**Assignment**.
Word for word, retype every record in the listing.

*-*-*

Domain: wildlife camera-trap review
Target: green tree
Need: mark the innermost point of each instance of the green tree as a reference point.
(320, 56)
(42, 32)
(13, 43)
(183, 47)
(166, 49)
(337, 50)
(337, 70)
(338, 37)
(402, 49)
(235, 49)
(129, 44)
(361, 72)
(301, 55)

*-*-*

**Solution to this problem**.
Domain: wildlife camera-trap review
Target: green tree
Need: mark the innermost point of each instance of the green tree as a reference point.
(320, 56)
(42, 32)
(13, 43)
(183, 47)
(166, 49)
(337, 50)
(337, 70)
(338, 37)
(402, 49)
(235, 49)
(129, 44)
(361, 72)
(301, 55)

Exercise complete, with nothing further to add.